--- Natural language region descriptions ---
^^^^

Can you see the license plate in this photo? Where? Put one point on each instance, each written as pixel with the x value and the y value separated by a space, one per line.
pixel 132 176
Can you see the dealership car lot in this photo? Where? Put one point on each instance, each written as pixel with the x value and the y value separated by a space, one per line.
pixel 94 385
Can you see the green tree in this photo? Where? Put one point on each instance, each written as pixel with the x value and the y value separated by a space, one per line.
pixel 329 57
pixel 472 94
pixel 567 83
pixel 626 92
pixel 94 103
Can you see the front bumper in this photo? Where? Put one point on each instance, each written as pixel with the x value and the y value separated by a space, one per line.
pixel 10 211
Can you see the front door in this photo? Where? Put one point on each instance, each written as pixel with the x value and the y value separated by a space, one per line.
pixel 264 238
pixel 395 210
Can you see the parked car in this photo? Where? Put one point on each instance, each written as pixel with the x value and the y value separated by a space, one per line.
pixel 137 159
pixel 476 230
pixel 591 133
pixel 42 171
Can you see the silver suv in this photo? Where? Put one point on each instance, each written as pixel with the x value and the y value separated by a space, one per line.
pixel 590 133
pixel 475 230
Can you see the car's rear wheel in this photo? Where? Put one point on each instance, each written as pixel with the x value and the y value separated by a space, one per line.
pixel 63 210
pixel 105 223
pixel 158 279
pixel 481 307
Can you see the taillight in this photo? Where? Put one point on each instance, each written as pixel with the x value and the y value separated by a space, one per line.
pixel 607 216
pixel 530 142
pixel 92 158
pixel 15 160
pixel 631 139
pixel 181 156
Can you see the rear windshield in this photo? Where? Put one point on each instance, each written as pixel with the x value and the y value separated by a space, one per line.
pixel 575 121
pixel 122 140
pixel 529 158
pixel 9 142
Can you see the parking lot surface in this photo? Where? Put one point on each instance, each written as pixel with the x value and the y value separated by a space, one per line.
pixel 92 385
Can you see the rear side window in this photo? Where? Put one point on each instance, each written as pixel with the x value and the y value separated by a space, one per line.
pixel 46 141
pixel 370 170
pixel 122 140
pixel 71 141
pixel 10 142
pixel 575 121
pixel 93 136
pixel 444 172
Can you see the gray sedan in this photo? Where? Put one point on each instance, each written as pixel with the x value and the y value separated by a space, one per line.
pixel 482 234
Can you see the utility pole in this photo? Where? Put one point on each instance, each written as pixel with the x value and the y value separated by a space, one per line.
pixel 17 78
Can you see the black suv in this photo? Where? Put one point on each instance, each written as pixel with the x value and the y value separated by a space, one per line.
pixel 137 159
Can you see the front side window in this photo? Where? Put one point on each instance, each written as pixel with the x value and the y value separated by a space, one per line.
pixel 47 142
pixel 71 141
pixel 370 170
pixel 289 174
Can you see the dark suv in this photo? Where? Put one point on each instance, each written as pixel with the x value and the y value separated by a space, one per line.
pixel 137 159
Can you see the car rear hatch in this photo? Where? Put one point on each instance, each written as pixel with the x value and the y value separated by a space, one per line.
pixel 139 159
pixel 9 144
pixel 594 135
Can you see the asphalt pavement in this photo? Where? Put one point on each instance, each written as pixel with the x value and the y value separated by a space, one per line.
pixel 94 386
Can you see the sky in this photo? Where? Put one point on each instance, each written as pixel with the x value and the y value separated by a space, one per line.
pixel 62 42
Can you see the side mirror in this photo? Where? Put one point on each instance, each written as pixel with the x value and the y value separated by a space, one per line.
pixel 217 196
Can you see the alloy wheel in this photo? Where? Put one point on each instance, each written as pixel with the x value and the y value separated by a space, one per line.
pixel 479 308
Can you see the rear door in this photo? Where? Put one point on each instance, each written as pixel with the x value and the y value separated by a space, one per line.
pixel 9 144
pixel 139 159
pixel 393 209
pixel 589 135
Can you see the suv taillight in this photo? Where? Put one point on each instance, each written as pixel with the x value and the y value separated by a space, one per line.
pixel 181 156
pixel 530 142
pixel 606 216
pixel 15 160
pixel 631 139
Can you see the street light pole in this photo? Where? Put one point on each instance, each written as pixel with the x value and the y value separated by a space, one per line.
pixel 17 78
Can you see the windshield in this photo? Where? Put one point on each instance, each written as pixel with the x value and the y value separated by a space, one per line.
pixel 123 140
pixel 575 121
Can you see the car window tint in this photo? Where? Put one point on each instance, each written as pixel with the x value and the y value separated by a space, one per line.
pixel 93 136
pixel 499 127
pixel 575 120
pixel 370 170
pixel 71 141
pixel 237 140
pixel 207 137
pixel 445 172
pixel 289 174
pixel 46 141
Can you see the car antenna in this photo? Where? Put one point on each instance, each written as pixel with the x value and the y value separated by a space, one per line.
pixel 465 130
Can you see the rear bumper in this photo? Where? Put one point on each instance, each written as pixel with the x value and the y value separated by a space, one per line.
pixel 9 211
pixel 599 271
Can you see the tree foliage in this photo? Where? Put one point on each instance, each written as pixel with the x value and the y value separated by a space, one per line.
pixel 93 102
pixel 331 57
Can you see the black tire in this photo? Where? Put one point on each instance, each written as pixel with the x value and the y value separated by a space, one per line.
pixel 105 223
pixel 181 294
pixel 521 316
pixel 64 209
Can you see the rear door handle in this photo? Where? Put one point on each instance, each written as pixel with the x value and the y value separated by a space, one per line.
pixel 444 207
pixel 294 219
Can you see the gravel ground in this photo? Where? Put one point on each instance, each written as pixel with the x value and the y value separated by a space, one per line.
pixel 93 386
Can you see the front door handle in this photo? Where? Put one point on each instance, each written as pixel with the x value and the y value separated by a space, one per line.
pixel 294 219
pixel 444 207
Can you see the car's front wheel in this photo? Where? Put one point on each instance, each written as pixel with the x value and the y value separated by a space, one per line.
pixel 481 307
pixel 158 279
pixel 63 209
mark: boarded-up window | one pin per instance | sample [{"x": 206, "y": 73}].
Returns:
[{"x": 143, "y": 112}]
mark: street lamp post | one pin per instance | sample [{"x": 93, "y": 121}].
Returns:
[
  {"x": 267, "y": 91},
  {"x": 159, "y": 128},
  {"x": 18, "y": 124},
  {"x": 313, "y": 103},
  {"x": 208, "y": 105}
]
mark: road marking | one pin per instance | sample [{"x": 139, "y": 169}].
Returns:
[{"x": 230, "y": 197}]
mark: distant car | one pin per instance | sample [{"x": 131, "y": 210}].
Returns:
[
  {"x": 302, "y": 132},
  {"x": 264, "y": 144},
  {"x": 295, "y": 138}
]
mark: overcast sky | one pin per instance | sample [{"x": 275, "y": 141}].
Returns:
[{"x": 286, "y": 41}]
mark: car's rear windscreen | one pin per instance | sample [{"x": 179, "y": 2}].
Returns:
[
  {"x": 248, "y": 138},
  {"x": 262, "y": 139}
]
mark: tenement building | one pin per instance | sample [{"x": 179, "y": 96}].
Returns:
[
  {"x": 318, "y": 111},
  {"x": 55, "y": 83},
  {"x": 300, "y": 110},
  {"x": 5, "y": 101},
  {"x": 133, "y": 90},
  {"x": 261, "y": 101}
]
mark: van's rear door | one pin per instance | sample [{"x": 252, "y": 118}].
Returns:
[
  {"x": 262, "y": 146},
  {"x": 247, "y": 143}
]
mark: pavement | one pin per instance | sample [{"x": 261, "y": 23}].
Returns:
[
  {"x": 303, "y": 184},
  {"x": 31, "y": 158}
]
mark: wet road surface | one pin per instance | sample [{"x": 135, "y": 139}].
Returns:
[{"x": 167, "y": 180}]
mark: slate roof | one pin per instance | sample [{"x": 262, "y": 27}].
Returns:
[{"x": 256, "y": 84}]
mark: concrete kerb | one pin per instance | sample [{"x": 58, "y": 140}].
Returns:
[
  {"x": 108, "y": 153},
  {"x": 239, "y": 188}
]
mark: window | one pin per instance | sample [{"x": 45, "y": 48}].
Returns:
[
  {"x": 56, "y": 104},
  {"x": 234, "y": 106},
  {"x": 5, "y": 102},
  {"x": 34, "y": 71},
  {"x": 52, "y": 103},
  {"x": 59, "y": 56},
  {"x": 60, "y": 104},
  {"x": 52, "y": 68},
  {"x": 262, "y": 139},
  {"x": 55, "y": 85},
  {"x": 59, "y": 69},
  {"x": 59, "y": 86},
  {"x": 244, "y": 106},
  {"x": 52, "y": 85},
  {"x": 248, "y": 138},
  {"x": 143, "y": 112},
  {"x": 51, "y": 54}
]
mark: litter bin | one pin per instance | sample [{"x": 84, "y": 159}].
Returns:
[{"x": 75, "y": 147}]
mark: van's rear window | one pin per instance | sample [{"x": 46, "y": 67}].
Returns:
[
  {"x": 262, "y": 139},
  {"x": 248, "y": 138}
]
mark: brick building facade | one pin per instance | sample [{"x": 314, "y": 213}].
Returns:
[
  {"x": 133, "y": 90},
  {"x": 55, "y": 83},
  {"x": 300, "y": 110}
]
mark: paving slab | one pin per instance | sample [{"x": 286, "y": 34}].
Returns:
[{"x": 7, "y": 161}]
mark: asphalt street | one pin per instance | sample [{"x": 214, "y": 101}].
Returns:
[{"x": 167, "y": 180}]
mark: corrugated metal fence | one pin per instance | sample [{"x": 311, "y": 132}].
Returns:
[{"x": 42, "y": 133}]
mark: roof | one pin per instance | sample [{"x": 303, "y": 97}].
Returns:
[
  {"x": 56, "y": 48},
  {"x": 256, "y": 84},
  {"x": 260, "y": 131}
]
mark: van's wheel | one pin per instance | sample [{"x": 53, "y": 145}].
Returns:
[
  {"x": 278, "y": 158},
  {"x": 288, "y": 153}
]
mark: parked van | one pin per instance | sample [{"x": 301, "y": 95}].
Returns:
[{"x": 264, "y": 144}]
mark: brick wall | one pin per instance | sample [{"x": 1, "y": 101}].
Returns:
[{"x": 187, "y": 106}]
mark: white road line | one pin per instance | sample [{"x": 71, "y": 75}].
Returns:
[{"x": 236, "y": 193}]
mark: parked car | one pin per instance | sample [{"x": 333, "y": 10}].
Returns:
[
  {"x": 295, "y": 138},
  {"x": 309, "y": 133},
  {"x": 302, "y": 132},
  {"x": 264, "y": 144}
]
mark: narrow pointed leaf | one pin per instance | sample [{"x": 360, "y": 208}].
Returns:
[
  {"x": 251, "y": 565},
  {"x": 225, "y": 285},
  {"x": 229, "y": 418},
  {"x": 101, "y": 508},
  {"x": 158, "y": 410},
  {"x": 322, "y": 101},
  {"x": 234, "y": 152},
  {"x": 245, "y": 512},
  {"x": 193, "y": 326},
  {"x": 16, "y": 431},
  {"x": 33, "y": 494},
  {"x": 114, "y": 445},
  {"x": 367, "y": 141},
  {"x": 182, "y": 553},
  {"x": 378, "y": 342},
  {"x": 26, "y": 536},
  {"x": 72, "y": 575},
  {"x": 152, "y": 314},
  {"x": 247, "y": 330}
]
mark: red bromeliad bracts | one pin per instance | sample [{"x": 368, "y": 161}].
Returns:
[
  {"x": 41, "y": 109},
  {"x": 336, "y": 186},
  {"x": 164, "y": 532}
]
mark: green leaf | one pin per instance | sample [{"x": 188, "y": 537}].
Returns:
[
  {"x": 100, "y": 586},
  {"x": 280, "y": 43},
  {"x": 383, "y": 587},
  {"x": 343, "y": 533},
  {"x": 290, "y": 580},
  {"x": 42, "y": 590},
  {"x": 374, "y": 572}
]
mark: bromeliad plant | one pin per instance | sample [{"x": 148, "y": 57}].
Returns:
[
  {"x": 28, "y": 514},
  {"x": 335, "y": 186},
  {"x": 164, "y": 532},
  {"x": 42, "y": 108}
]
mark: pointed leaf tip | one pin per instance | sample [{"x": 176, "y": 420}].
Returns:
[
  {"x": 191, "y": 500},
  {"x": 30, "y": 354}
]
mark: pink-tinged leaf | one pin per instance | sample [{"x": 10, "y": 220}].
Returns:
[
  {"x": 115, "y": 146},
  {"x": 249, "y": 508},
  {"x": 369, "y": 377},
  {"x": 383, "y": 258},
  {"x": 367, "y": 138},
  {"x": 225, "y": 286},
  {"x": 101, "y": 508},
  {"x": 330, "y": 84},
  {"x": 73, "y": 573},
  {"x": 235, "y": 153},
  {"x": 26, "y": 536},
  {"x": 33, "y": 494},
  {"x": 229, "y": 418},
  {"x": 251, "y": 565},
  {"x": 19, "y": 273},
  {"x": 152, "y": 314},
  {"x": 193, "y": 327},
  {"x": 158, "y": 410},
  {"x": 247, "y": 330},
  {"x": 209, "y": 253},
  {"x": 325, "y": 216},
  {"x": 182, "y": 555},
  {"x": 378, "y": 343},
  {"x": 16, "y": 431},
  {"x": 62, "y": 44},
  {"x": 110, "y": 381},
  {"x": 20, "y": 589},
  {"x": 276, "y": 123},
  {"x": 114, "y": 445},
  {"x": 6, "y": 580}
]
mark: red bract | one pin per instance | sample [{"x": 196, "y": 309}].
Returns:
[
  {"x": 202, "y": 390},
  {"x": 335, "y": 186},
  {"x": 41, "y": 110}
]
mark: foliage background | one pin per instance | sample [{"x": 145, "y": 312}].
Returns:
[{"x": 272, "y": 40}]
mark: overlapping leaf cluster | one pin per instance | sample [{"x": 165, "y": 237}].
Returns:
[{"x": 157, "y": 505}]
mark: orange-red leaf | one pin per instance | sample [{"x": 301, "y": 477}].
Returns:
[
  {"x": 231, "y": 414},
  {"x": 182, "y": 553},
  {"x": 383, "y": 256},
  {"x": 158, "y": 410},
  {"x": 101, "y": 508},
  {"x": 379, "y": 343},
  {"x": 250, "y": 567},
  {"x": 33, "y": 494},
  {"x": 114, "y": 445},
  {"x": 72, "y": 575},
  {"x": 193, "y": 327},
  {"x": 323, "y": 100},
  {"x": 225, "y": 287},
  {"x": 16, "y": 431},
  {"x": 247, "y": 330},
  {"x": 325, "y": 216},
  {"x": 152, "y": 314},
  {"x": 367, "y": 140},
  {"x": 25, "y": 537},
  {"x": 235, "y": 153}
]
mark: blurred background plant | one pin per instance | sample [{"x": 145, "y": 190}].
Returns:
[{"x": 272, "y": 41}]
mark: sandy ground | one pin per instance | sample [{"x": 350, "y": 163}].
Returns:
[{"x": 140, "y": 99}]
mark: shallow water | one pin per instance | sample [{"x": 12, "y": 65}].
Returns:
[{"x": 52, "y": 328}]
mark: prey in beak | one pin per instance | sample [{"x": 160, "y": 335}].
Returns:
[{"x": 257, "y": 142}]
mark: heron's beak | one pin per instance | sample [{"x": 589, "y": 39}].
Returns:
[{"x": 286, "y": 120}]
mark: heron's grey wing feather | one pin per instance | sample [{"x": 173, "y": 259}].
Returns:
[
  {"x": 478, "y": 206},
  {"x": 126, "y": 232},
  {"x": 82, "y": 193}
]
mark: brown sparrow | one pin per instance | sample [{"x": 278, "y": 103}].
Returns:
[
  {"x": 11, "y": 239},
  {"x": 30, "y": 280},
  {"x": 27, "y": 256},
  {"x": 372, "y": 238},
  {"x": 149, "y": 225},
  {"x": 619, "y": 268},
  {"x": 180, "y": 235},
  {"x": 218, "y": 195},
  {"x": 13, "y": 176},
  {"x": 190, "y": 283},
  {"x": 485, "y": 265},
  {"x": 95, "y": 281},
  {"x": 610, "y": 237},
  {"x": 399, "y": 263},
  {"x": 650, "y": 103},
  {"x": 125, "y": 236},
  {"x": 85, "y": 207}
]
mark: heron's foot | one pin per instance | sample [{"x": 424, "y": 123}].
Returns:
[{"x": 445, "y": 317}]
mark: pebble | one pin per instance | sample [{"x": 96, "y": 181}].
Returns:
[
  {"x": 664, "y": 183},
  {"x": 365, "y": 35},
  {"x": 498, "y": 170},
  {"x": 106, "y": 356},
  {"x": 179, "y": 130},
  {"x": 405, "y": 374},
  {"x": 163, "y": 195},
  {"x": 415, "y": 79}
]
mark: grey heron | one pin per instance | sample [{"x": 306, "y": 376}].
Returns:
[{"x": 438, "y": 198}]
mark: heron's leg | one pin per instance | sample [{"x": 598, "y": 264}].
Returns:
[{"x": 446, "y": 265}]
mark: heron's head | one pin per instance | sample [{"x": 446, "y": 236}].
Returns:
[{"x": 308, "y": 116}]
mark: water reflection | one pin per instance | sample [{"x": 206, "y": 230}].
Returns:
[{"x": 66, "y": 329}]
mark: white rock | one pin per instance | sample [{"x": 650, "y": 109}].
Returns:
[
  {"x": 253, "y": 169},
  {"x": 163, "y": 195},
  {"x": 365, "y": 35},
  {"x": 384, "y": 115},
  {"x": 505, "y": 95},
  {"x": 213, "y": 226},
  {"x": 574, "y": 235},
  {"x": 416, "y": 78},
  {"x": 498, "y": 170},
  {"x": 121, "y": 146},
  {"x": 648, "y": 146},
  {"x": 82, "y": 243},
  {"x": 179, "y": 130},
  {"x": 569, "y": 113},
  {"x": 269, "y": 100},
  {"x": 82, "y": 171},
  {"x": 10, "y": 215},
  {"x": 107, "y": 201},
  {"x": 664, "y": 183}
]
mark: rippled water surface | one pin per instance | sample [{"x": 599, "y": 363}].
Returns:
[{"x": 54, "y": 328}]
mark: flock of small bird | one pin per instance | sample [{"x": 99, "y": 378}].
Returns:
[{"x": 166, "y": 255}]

^^^^

--- Work task ---
Please, from the entries above, set down exactly the lines from the one containing "mark: asphalt street" through the one containing "mark: roof |", and only those.

--- Written solution ---
mark: asphalt street | one pin per instance | sample [{"x": 214, "y": 101}].
Returns:
[{"x": 167, "y": 180}]
mark: corrugated metal fence | one pin per instance | sample [{"x": 311, "y": 132}].
Returns:
[{"x": 42, "y": 133}]
mark: roof | one pin per instance | sample [{"x": 303, "y": 97}].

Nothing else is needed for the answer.